* [Extrait du texte]:
──────────────────────────────

Article paru dans la "Revue de la défense nationale" - Octobre 2005

Après les non français et néerlandais au projet de Constitution, chacun se demande si l’Europe est fatiguée, blasée de ses succès, lasse de ses procédures et comment elle peut rebondir.



 



A cette dernière interrogation, il est difficile de répondre alors que l’Union semble, de fait, traverser une vraie crise institutionnelle. Mais une partie de la réponse se trouve déjà dans les réalisations européennes sur lesquelles personne n’envisage de revenir et qui portent en elles nombre de projets concrets.



 



Quand Robert Schuman, ministre français des Affaires étrangères, propose, le 9 mai 1950, de « placer l’ensemble de la production franco-allemande du charbon et de l’acier sous une Haute Autorité commune, dans une organisation ouverte à la participation des autres pays d’Europe » il vise un double objectif : assurer le développement économique de l’Europe, alors ruinée par le second conflit mondial et rendre la guerre impensable et matériellement impossible. 55 ans plus tard, le spectre des conflits incessants s’est éloigné durablement dans une Europe aujourd’hui réunifiée. « L’Europe ne se fera pas en un jour ni dans une construction d’ensemble, mais par des réalisations concrètes ». Le message et la méthode des Pères fondateurs restent plus que jamais les règles de l’unification de l’Europe. L’arbre a désormais produit des fruits : des succès économiques incontestables, des réalisations novatrices et des projets nombreux pour l’avenir. C’est l’Europe qui marche.



 


 



Est-il nécessaire de rappeler que, sans l’unité européenne, nous n’aurions pas connu la prospérité formidable de cette seconde moitié du 20ème siècle ? La liberté de circulation en Europe et la dérégulation ont entraîné une augmentation du revenu de l’Union de près de 1,5% par an et la création de 2,5 millions d’emplois. Avec l’Union douanière, instaurée en 1969, le niveau de vie des Français a cru de 60% (1969-2004). L’ouverture des marchés a produit ses pleins effets. Les prix à la consommation ont diminué de manière spectaculaire. Par exemple, pour le téléphone : sans l’Europe, il n’y aurait pas aujourd’hui plus de téléphones mobiles que de téléphones fixes. Sans la déréglementation d’un marché ultra-protégé, le prix des communications n’aurait pas baissé de 30,2% pour les communications fixes vers les mobiles, de 6,7% pour les communications internationales, de 12,4% pour les communications longue distance et de 5,2% pour les communications locales.



 



Il n’y a aucun doute sur l’apport positif du grand marché pour les citoyens de l’Union, d’autant plus que celle-ci s’est préoccupée des transitions nécessaires à ceux qui subissaient le choc réel de l’ouverture des frontières. Qu’on pense aux agriculteurs mais aussi aux mineurs et aux sidérurgistes. Les instances de l’Union ont organisé et financé la restructuration de secteurs condamnés, contribuant ainsi à l’accroissement de la productivité qui, par exemple, nous a redonné une autosuffisance alimentaire impensable autrement.



 



Quant à l’Euro, que certains critiquent sans prendre le temps du nécessaire recul, on s’apercevra bientôt qu’on lui doit vraisemblablement près d’un demi point de Produit intérieur brut chaque année !

──────────────────────────────

Lignes d'un jeu de données
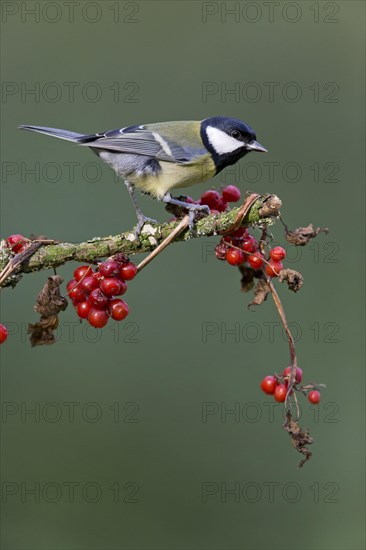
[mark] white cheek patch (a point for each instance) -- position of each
(221, 142)
(163, 143)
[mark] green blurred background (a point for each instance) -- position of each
(151, 448)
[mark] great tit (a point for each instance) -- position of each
(159, 157)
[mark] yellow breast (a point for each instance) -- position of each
(176, 175)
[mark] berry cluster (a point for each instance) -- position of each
(219, 203)
(241, 248)
(278, 386)
(3, 333)
(93, 293)
(17, 243)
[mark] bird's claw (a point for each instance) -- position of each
(195, 211)
(141, 220)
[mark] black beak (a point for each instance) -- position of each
(255, 146)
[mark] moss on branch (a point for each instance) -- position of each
(264, 208)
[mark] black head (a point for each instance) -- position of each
(228, 140)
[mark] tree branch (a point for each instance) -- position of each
(262, 209)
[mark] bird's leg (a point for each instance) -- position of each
(193, 209)
(141, 218)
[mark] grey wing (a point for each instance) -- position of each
(138, 140)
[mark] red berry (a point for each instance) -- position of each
(97, 299)
(16, 242)
(314, 397)
(280, 393)
(3, 333)
(109, 268)
(75, 291)
(210, 198)
(250, 244)
(189, 200)
(221, 206)
(98, 318)
(112, 287)
(97, 276)
(83, 309)
(298, 375)
(256, 260)
(269, 384)
(231, 193)
(89, 284)
(277, 253)
(82, 272)
(128, 272)
(273, 268)
(118, 309)
(235, 256)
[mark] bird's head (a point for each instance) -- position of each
(228, 140)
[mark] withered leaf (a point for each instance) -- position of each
(302, 235)
(293, 278)
(261, 292)
(247, 278)
(49, 303)
(299, 438)
(271, 206)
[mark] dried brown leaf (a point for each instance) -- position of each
(261, 292)
(49, 303)
(293, 278)
(299, 438)
(247, 278)
(302, 235)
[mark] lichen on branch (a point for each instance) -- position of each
(262, 210)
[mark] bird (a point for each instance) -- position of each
(159, 157)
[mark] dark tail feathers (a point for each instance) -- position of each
(56, 132)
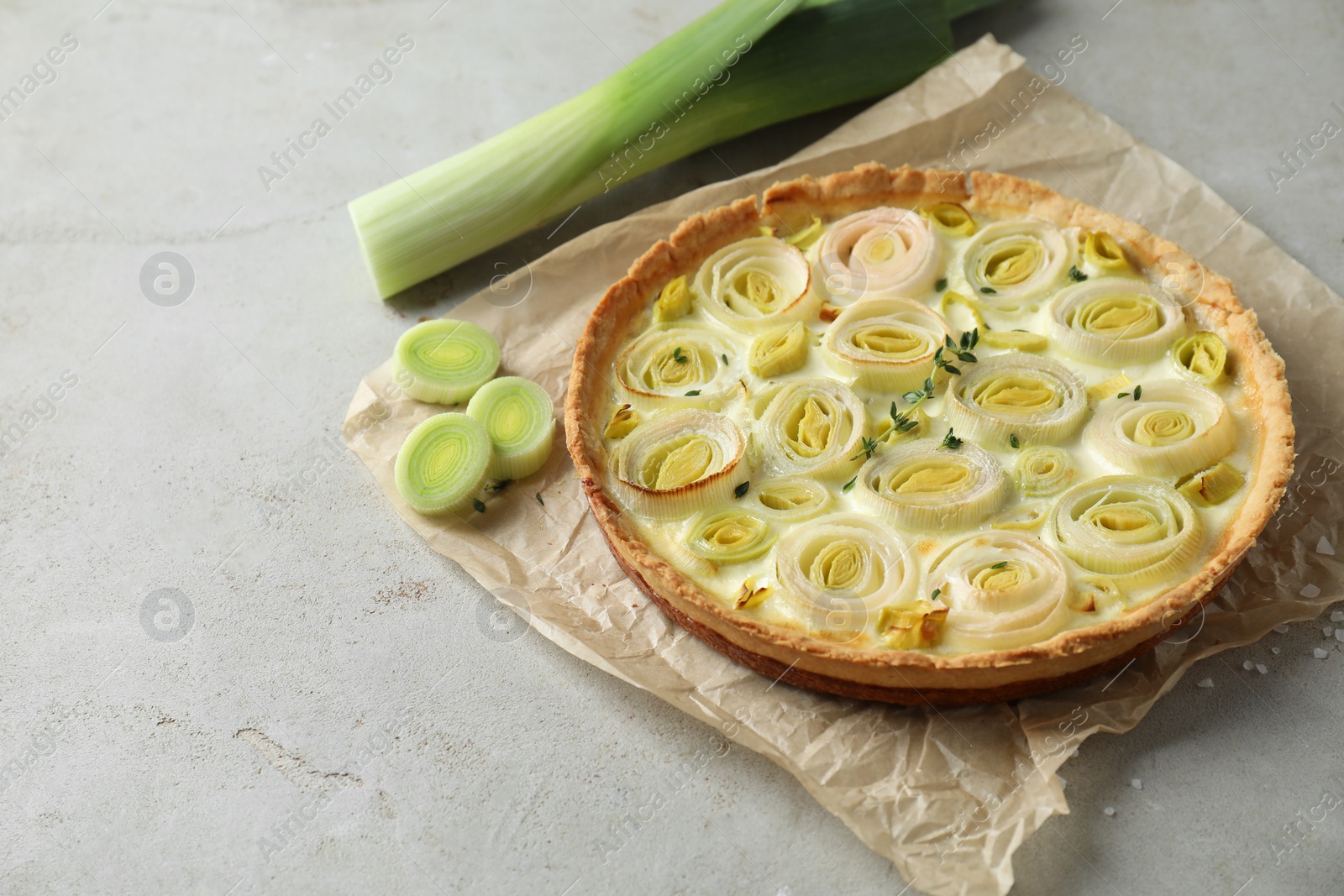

──────────────────────────────

* [Consigne]: Modifiez l'article sur l'Europe en recopiant tout le passage, de « Après les non » jusqu'à « elle peut rebondir. », avec « épuisée » à la place de « fatiguée ».

* [Réponse complète]:
Après les non français et néerlandais au projet de Constitution, chacun se demande si l’Europe est épuisée, blasée de ses succès, lasse de ses procédures et comment elle peut rebondir.